*Objective*: Render every entry exactly as it appears.
----- Stored records
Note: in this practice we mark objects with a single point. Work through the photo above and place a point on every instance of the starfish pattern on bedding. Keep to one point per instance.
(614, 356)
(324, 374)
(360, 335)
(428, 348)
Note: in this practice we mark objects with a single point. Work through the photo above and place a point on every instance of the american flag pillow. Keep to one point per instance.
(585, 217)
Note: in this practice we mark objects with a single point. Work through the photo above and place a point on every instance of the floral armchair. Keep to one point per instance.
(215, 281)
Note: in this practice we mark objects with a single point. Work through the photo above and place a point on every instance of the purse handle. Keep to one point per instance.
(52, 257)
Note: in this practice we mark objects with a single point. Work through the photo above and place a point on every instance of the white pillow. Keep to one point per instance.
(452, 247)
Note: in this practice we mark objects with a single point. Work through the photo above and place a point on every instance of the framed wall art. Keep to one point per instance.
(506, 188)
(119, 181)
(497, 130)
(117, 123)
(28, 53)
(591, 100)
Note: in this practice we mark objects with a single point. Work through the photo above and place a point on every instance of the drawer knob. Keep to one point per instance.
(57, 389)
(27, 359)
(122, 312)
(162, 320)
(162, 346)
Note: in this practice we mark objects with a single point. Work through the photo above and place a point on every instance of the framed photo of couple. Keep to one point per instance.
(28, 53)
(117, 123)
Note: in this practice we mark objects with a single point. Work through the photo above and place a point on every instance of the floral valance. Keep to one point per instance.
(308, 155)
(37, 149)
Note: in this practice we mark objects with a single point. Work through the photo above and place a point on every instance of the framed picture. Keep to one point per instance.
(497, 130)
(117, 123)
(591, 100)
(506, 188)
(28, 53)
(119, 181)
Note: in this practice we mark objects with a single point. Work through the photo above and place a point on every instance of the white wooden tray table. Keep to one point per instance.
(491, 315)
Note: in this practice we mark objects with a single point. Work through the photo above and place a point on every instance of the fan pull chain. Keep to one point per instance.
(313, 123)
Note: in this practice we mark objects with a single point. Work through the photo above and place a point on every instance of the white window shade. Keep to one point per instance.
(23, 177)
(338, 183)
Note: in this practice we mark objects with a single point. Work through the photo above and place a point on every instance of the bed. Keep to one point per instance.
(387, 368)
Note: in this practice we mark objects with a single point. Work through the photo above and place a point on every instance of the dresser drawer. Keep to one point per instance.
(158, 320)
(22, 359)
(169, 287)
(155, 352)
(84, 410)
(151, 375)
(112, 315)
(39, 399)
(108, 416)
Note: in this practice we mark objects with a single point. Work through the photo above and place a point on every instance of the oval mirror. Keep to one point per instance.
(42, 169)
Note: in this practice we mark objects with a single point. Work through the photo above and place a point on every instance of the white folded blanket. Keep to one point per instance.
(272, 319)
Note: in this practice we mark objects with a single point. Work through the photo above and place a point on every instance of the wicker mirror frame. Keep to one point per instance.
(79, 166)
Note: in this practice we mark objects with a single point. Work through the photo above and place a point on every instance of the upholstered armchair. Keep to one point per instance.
----------
*Output below*:
Note: in this practice we mark objects with a single point. Work through the photo above and place a point on every instance of the starfish pattern on bedding. Keep to one point per instance.
(614, 356)
(324, 374)
(360, 335)
(428, 348)
Note: in this practice we mark objects with a single point. Work through the photo above and place a point on every instance of the american flag pillow. Keep to one point per instance.
(585, 217)
Note: in this practice we mark objects with a single point. Work through the photo above and place a point on every instance of the floral armchair. Keep to one point per instance.
(215, 281)
Note: in this practice we mark objects with a single point. Work through the photo above and place a point on every instance of the purse handle. Keep to one point per instance.
(52, 257)
Note: in this practice we mark objects with a single point. Work through the photo above and place a point on every instance of the white pillow. Keep to one point per instance.
(452, 247)
Note: in this practice we mark objects with a single point. Work through the photo above and place a point on every instance of the framed wall art. Keep to one point per instance.
(506, 188)
(119, 181)
(497, 130)
(117, 123)
(28, 53)
(591, 100)
Note: in this practice we mark objects with a single point. Work through the photo above and place a point on every instance of the drawer knob. Keep to one point per instance.
(57, 389)
(27, 359)
(122, 312)
(162, 320)
(162, 346)
Note: in this practice we mark objects with a single point. Work through the photo above and place a point on every instance of the framed photo of couple. Keep to one point per instance.
(28, 53)
(117, 123)
Note: in this practice we mark objects with a single point. Work through the photo above and place a point on every instance of the floral valance. Keep to one point per instance.
(308, 155)
(37, 149)
Note: in this practice we mark objects with a single point. Work through the photo above and place a point on every instance of the framed picture. Keep to one point per instance.
(497, 130)
(117, 123)
(591, 100)
(506, 188)
(28, 53)
(119, 181)
Note: in this practice we mark objects with a single point. Work through the photo above and place a point on every instance of the white wooden tray table. Keep to one point per instance.
(491, 315)
Note: in this practice we mark objects with a single point. Work through the photo above and place a point on every instance of the fan pull chain. Keep to one point per instance.
(313, 123)
Note: in this practice we mark objects with a single point. Work through the photo above and place a point on every instance of the white window shade. Keep to one point per instance.
(23, 177)
(338, 183)
Note: in this practice we mark objects with a single point. Work through the photo above and place a point on every instance of the bed. Keep to one point per instance.
(387, 368)
Note: in this practice we mark objects with a single point. Work through the photo above and place a point on every instance of the dresser drawer. Keep to one point per instance.
(158, 320)
(22, 359)
(169, 287)
(155, 352)
(84, 410)
(151, 375)
(112, 315)
(39, 399)
(108, 416)
Note: in this practice we mark objects with a single point. Work through the photo above and place a point on every instance of the oval mirror. Keep to one point per instance.
(42, 169)
Note: in this practice we mark objects with a single point. Work through the photo above and place a point on every instance of the white folded blanket. Keep to one point per instance.
(272, 319)
Note: in this practice we mark objects with a single point. Work through the photo above and place a point on every instance of the wicker mirror frame. Keep to one point per instance.
(79, 166)
Note: in this practice we mark objects with a single point. Work through the photo above and place a point on every instance of the upholstered armchair. Keep to one point per instance.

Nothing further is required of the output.